LESETEXT:
##############################
15 Wochen Marokko

 

Nun haben wir zum zweiten Mal Marokko bereist und das innerhalb von nur 12 Monaten. Und Ja, die Entscheidung war richtig, dieses Land ist den Reiseaufwand durchaus wert. Mit dem eigenen Auto hierher zu kommen ist schon wahrlich aufwendig, ganz egal ob man die vielen km durch Frankreich und Spanien auf sich nehmen möchte oder so wie wir die Überfahrt mit der Fähre von Italien nach Tanger wählt. Die See ist mäßig aufgewühlt, und während ich hier schreibe rollt unser Schiff die Wellen relativ gemächlich auf und ab. Man könnte also fast entspannen. Doch wie es überhaupt möglich sein kann, so grauenhaftes Essen zu servieren wie hier, entzieht sich völlig unserem Verständnis. Es ist nun die 4. Überfahrt auf dieser Strecke, der Menüplan ist zu 100% ident und auch im selben Ausmaß geschmacklich schauderhaft! Beide Varianten sind demnach wahrlich keine Freude, doch anders geht es nun mal nicht.
##############################
ROHDATEN:
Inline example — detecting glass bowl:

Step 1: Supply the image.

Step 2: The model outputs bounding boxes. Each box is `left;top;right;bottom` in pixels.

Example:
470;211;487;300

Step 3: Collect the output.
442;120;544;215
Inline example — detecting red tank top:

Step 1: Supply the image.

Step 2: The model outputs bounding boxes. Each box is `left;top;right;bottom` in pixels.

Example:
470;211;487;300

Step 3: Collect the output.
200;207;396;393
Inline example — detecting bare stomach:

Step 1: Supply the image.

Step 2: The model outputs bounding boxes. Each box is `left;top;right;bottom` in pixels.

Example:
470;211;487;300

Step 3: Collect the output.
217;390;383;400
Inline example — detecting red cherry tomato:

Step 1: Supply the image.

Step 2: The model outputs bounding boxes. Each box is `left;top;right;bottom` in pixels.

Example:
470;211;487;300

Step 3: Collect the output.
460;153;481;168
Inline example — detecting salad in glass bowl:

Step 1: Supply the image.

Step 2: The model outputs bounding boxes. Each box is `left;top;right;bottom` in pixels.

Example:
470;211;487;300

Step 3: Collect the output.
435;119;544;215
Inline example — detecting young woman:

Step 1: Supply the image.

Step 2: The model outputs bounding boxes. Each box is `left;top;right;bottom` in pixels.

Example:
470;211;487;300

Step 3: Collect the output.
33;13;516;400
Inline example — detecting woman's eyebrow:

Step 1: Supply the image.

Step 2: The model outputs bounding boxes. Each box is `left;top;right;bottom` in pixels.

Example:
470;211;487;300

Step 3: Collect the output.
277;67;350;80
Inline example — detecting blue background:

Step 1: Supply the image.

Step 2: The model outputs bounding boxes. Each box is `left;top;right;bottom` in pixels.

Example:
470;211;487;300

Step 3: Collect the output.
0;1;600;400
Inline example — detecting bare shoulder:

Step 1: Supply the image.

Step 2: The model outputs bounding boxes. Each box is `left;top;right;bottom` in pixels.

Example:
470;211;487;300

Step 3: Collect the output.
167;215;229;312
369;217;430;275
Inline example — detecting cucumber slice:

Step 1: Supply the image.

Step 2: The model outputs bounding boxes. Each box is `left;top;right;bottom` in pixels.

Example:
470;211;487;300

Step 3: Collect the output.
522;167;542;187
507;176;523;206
##############################
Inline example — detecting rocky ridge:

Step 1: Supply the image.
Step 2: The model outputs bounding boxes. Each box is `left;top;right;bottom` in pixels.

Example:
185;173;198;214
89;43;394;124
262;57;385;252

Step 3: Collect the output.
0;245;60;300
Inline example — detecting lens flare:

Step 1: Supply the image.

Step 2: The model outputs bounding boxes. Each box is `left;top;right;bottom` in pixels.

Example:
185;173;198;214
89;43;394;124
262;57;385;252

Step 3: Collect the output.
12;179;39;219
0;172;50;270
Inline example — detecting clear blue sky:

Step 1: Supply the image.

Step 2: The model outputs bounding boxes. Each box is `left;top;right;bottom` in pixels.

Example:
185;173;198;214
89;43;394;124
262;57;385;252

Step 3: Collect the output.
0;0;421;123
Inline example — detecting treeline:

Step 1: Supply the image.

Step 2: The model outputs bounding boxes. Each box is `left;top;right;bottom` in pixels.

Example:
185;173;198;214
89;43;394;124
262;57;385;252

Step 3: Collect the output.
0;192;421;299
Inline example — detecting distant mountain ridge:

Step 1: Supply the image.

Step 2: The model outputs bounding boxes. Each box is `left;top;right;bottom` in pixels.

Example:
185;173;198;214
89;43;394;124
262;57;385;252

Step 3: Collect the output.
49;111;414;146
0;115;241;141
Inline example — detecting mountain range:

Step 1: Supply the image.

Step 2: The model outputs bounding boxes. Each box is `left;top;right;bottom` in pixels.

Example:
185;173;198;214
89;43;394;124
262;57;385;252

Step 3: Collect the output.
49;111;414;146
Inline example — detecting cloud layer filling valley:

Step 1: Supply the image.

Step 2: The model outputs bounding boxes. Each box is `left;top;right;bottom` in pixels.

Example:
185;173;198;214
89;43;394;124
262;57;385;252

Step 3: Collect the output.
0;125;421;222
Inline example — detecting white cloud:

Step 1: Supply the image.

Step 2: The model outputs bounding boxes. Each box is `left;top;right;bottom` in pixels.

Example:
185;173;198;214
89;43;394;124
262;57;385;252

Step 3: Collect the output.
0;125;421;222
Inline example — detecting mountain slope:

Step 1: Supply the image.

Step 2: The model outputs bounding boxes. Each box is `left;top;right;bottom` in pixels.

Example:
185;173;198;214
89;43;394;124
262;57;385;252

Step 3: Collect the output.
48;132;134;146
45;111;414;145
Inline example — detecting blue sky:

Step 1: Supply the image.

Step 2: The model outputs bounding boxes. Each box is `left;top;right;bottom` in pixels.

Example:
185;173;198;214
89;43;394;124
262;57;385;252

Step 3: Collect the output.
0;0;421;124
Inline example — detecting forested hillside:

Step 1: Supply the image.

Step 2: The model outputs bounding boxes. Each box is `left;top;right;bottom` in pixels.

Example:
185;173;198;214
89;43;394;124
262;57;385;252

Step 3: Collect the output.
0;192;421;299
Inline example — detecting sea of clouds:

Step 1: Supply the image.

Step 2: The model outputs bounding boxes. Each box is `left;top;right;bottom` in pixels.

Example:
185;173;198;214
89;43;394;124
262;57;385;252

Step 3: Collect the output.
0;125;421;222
##############################
AUFGABEN:
#1 Übersetzen Sie den folgenden Satz aus dem Lesetext ins Englische: „Die See ist mäßig aufgewühlt, und während ich hier schreibe rollt unser Schiff die Wellen relativ gemächlich auf und ab.“
#2 Erklären Sie mithilfe des Lesetexts, warum man auf der Fähre „fast entspannen“ könnte und was dem entgegensteht.

ERGEBNISSE:
#1 The sea is moderately rough, and as I write this, our ship rolls fairly leisurely up and down over the waves.

#2 Man könnte fast entspannen, weil die See nur mäßig aufgewühlt ist und das Schiff die Wellen relativ gemächlich auf und ab rollt. Dem steht das grauenhafte Essen entgegen: Auch bei der 4. Überfahrt auf dieser Strecke ist der Menüplan zu 100 % identisch und geschmacklich ebenso schauderhaft.